*GOAL*. How many lines of the records below contain the string "sofa"? Reply with the number alone.

*DATA TO PROCESS*.
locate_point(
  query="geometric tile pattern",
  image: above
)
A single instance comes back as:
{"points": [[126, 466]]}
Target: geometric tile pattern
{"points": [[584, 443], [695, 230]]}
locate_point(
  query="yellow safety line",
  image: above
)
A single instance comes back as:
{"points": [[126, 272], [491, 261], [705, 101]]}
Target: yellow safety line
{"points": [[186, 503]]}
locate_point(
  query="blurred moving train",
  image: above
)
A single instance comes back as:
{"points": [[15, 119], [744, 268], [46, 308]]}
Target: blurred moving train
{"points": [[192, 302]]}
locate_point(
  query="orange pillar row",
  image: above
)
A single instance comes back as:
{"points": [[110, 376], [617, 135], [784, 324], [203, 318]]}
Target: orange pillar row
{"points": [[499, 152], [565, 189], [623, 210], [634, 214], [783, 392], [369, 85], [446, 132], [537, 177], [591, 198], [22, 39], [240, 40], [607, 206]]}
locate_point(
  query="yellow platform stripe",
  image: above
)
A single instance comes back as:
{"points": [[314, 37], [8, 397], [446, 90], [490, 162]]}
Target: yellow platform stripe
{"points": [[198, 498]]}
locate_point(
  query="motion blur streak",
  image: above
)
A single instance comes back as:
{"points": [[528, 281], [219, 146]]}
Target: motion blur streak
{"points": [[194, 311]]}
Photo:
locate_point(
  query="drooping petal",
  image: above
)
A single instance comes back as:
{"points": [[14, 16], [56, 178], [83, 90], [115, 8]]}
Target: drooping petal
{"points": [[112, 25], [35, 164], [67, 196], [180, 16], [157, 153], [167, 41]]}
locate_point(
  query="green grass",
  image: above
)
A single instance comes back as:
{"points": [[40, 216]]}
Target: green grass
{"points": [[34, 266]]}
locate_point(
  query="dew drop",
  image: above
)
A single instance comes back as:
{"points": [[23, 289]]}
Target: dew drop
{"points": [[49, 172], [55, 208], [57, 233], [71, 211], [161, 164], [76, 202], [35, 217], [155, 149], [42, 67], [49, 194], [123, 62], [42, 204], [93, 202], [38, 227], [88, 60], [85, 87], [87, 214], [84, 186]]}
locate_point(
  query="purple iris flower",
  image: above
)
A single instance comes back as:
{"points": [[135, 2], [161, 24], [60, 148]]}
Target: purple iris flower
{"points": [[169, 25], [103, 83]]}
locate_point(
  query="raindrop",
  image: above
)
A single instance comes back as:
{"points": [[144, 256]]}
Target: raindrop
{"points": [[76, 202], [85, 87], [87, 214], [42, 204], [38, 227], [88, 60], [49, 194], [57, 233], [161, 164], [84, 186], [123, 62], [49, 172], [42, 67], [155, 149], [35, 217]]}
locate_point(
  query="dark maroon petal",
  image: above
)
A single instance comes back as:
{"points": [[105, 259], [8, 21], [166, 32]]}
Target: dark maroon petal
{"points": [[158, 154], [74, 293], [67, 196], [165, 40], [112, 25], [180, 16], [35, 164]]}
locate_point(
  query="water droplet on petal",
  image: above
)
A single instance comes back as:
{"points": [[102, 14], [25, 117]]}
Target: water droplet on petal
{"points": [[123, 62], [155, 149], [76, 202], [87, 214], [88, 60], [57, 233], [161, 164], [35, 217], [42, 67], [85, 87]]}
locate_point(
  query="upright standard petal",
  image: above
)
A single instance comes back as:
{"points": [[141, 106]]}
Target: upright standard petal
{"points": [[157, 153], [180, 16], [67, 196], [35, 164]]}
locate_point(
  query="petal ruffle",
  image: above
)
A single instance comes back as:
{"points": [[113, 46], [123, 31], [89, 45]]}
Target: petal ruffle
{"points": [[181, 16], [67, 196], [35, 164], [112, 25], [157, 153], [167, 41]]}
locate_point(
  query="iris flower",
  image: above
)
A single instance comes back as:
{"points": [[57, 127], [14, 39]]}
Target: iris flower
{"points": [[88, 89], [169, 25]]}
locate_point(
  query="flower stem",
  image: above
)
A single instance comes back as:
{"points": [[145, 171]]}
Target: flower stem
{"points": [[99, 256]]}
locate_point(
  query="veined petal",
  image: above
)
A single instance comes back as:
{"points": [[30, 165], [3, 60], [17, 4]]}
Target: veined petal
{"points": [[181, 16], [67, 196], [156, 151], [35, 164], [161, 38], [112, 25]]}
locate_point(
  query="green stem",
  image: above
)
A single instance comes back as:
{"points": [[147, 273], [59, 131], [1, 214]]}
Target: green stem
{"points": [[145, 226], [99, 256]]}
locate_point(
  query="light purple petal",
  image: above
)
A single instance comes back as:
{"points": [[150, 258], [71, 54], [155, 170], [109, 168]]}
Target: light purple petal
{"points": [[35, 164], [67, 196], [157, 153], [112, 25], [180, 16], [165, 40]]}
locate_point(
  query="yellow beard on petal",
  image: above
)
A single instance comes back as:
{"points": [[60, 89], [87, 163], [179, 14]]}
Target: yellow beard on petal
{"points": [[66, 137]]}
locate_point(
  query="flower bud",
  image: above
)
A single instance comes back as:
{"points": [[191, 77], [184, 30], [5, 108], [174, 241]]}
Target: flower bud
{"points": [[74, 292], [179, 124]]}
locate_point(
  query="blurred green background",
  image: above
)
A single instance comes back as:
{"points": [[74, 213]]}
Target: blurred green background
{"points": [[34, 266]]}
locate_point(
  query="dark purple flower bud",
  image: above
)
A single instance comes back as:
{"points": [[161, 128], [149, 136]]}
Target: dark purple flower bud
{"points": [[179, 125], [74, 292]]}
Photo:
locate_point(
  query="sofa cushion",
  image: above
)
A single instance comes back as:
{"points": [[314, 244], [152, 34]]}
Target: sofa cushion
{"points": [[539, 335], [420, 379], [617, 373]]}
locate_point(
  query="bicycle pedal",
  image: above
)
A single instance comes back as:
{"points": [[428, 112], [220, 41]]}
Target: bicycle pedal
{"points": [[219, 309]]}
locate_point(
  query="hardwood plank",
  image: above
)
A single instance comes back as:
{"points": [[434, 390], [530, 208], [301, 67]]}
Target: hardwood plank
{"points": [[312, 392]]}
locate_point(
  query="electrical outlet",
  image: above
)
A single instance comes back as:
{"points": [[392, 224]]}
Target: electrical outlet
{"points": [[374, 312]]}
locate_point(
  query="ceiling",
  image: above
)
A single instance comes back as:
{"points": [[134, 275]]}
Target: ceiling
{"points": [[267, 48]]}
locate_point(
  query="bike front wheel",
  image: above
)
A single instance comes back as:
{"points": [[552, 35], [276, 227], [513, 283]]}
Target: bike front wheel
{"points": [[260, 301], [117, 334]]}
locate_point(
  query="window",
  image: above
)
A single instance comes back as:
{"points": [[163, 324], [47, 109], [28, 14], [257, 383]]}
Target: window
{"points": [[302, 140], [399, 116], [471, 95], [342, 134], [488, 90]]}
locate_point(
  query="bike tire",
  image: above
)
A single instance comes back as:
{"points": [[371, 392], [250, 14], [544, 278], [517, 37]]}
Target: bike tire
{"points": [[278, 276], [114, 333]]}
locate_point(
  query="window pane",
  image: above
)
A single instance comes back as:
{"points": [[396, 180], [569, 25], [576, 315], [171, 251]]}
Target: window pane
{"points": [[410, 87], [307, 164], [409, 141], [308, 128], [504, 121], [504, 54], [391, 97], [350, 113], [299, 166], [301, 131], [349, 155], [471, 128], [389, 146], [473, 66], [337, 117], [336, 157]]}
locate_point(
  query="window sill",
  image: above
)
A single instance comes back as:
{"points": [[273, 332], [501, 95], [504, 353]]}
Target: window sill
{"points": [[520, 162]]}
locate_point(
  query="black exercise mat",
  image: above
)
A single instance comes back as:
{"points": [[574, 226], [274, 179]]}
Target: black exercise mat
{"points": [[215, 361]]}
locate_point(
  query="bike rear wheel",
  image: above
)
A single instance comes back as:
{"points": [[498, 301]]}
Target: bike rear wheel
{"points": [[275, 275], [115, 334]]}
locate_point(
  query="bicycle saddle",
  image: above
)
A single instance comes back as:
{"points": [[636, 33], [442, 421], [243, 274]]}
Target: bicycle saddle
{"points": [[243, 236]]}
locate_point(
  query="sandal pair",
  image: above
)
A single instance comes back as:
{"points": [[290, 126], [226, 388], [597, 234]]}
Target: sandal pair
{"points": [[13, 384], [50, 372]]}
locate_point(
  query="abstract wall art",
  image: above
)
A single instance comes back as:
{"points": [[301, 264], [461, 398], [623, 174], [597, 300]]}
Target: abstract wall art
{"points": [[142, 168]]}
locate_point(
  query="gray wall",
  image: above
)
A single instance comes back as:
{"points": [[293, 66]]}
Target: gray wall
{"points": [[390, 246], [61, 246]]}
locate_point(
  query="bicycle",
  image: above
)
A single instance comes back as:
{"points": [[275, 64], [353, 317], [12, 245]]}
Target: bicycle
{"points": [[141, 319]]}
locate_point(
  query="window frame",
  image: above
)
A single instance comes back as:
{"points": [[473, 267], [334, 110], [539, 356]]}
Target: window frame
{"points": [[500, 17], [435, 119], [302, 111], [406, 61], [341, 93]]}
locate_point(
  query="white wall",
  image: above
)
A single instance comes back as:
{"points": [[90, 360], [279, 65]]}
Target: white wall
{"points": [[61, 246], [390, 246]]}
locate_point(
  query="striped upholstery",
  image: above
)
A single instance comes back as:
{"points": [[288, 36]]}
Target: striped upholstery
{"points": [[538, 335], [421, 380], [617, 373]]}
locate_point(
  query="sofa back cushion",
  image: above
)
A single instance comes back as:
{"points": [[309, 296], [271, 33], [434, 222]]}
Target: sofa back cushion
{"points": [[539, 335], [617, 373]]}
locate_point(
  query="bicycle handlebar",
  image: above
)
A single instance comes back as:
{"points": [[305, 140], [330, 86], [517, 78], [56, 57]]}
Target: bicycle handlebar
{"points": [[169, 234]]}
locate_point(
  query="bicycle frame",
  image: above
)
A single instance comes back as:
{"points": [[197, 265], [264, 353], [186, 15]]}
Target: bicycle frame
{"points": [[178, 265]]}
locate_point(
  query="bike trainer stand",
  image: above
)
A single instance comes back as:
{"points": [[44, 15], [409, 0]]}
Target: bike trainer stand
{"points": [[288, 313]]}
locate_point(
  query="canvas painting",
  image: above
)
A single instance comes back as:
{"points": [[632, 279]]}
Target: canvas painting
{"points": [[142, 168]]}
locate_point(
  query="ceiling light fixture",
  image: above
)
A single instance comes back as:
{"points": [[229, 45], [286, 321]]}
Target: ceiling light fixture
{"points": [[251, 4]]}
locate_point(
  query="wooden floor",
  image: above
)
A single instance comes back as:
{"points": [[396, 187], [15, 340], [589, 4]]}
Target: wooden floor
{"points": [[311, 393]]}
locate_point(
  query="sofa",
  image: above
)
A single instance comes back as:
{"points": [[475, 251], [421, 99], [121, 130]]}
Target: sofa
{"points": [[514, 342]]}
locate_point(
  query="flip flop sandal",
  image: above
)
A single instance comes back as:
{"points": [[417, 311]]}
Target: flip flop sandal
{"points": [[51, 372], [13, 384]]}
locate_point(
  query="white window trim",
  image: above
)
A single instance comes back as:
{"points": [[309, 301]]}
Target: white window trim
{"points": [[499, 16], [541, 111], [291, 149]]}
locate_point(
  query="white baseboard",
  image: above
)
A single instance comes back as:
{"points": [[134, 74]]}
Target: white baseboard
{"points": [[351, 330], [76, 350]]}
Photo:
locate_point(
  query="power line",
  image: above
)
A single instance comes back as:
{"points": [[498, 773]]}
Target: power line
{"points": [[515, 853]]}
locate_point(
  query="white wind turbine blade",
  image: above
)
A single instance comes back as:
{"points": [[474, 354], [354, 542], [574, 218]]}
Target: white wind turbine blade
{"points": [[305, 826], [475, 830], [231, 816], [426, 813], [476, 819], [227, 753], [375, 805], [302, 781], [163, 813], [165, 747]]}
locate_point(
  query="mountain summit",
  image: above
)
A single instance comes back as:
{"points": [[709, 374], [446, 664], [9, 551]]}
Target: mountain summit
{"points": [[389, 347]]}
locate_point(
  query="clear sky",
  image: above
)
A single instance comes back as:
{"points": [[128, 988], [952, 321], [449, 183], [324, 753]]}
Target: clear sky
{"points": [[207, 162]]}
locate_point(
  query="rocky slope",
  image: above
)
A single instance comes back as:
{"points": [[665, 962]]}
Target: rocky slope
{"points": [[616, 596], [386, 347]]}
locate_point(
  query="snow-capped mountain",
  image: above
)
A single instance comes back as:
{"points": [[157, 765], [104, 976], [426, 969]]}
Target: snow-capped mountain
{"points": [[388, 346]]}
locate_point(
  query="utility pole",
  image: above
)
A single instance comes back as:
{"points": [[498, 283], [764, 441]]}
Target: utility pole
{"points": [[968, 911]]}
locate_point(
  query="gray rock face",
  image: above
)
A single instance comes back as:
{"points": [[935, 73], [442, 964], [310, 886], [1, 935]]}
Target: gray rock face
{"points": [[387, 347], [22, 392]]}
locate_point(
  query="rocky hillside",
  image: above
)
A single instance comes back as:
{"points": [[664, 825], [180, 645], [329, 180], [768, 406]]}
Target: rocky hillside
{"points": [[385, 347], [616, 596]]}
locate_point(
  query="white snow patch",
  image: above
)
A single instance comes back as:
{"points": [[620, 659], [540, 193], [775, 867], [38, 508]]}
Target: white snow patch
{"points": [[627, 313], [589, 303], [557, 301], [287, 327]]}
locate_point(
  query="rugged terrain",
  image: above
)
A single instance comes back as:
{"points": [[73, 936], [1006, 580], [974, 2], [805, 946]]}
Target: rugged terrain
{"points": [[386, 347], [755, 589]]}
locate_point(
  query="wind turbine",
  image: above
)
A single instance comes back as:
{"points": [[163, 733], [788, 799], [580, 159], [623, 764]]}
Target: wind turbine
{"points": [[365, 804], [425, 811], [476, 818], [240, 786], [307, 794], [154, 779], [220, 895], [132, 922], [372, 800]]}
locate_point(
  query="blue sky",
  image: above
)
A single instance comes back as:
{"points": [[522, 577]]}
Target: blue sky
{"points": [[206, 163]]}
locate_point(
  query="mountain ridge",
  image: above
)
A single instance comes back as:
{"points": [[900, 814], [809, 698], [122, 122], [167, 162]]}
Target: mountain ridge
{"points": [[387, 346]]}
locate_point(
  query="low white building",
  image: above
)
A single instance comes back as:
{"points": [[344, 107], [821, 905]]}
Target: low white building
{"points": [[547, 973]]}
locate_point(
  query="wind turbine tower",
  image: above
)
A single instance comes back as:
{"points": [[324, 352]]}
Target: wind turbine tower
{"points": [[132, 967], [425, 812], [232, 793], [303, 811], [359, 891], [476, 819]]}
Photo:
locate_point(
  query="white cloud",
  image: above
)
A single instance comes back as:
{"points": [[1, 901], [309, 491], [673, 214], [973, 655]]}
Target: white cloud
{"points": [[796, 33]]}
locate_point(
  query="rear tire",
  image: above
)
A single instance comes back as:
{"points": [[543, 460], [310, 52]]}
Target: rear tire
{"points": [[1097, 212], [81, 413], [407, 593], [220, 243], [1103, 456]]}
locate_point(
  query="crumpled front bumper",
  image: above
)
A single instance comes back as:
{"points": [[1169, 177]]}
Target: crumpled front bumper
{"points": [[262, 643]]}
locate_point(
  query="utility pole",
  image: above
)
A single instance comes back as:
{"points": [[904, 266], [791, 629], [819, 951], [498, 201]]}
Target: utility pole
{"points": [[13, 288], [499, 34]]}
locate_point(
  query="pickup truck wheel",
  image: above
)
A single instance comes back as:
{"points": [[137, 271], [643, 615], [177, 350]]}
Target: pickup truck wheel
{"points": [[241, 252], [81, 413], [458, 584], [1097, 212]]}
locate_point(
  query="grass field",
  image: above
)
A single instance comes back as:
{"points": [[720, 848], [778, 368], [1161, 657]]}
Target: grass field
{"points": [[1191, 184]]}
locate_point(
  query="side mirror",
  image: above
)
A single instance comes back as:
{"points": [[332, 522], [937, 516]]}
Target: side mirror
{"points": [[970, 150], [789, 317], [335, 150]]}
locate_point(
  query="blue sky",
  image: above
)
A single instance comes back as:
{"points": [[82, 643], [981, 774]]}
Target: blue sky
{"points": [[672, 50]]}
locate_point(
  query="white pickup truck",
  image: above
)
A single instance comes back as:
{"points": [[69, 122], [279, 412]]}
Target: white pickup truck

*SOLUTION FOR THIS TASK*. 6